- Task details: What is needed is an exact copy of the entries below, from the line that contains "Challenge: the mustache" through the final line, both included, and nothing else.

Collected data entries:
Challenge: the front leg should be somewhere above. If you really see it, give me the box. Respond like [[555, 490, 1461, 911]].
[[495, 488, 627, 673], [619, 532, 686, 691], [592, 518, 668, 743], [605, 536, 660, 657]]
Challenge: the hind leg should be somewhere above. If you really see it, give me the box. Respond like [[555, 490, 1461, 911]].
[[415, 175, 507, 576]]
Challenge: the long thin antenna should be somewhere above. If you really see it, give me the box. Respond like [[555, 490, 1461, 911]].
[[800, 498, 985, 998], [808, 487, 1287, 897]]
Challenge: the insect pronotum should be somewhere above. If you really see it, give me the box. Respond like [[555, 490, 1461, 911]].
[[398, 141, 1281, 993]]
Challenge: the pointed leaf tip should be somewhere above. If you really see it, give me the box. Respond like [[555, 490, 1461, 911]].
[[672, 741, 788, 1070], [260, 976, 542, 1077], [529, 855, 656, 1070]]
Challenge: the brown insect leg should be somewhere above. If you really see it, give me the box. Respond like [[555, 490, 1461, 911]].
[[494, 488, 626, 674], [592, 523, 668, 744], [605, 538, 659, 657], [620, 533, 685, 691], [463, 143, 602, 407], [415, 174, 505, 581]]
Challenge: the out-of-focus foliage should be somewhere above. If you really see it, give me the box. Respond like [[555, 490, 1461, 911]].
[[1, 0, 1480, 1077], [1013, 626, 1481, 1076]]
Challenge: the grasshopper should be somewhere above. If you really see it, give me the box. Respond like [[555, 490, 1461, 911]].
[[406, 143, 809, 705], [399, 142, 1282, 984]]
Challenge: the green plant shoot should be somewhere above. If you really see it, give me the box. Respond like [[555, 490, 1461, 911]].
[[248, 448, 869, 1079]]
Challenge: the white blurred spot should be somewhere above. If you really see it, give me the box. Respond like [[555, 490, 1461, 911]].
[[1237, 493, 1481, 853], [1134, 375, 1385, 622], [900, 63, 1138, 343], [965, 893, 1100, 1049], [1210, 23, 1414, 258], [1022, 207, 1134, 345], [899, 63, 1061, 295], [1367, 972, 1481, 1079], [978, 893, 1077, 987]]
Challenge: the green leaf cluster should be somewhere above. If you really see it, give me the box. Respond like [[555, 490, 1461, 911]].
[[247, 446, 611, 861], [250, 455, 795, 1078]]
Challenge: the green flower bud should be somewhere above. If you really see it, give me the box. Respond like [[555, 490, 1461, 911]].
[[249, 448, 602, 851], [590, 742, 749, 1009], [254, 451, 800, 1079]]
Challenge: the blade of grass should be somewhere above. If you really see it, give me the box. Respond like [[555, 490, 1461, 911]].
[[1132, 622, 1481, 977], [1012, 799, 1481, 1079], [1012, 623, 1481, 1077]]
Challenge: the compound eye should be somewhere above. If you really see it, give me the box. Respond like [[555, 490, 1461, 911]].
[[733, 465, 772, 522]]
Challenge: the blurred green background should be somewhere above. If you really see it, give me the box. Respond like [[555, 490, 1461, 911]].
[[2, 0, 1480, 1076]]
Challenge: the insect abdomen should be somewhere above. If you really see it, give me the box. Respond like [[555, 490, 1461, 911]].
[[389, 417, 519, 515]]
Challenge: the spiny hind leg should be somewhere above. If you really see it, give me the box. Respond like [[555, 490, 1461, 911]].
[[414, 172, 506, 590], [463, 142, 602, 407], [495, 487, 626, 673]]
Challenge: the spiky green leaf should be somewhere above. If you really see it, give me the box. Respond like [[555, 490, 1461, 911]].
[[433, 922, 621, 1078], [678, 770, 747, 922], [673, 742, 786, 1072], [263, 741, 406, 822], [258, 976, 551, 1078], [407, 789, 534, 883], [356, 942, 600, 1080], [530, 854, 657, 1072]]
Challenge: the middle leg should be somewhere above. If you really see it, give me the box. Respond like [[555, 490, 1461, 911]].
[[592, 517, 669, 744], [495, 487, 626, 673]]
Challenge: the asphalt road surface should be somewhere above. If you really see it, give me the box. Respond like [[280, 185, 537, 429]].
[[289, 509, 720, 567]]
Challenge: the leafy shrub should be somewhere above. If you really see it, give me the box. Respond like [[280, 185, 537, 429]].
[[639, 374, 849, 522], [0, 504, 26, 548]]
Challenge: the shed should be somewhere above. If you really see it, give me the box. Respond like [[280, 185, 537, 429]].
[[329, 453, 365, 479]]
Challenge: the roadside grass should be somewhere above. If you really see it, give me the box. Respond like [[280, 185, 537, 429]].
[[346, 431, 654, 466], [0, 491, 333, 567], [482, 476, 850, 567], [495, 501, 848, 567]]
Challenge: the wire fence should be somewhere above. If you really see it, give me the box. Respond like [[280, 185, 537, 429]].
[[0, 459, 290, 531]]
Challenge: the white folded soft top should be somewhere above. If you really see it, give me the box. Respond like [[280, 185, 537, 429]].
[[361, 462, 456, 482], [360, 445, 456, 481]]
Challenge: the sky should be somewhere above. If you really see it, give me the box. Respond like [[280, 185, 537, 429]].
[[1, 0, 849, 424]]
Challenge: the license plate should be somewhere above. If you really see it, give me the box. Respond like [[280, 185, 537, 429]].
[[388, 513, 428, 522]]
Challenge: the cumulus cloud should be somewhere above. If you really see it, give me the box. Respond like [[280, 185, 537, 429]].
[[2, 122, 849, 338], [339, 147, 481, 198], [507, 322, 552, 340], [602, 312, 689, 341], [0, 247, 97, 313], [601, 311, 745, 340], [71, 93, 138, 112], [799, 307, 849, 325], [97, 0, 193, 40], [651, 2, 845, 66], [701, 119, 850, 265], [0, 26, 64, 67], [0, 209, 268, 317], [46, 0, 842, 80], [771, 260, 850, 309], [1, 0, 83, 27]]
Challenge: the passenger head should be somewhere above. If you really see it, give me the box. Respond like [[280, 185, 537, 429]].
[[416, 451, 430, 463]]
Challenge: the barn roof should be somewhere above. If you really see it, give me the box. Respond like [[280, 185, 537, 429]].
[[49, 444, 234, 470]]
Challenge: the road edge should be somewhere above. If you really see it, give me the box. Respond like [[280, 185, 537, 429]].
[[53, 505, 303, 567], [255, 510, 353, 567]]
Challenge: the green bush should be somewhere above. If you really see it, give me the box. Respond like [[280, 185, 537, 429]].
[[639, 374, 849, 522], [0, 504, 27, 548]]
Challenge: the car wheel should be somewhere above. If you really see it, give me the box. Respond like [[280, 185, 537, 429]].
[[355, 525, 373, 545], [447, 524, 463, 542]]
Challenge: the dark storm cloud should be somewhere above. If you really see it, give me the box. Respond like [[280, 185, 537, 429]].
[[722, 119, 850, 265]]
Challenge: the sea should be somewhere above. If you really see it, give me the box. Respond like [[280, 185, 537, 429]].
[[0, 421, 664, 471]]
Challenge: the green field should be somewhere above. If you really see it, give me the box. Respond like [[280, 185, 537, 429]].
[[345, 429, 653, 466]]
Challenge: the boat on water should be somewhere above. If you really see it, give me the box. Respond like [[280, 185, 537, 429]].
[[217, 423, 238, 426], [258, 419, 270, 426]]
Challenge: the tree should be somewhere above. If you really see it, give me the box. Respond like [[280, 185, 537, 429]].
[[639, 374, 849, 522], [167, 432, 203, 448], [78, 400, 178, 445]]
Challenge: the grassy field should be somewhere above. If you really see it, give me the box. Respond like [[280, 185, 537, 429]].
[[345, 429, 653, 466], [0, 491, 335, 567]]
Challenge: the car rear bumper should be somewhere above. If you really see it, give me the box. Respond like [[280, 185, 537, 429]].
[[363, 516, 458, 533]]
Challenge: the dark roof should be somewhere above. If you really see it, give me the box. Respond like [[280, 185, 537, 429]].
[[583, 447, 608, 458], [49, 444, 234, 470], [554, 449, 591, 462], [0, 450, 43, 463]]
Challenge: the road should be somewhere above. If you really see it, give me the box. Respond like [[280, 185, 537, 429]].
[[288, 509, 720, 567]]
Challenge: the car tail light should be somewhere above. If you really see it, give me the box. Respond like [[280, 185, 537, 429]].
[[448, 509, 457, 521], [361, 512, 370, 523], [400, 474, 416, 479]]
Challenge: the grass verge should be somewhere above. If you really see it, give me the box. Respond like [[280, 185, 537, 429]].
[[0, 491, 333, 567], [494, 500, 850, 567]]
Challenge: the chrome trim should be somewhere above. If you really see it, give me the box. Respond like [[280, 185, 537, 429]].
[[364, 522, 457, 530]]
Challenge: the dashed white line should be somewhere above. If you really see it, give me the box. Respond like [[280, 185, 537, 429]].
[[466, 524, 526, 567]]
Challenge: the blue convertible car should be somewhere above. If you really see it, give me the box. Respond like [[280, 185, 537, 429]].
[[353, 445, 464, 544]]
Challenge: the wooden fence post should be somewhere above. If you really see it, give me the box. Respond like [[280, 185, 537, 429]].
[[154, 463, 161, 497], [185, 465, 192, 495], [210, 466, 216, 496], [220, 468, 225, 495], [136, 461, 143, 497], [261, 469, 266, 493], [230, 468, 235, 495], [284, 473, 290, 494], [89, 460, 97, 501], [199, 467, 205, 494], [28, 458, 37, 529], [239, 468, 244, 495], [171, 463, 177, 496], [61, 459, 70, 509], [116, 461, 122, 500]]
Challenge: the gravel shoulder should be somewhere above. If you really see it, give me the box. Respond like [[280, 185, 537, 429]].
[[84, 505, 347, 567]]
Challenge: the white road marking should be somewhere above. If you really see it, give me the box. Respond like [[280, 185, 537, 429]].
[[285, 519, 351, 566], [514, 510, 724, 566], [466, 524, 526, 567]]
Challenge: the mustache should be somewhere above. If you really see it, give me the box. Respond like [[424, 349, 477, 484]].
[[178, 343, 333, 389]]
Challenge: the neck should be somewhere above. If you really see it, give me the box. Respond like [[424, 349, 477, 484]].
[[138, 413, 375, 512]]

- Output below:
Challenge: the mustache should be somewhere above. If you really see it, give me the box. Respond like [[424, 349, 477, 484]].
[[178, 343, 333, 389]]
Challenge: the neck should be somewhere above. If you really see it, give me the box. Respond like [[424, 349, 477, 484]].
[[138, 413, 375, 512]]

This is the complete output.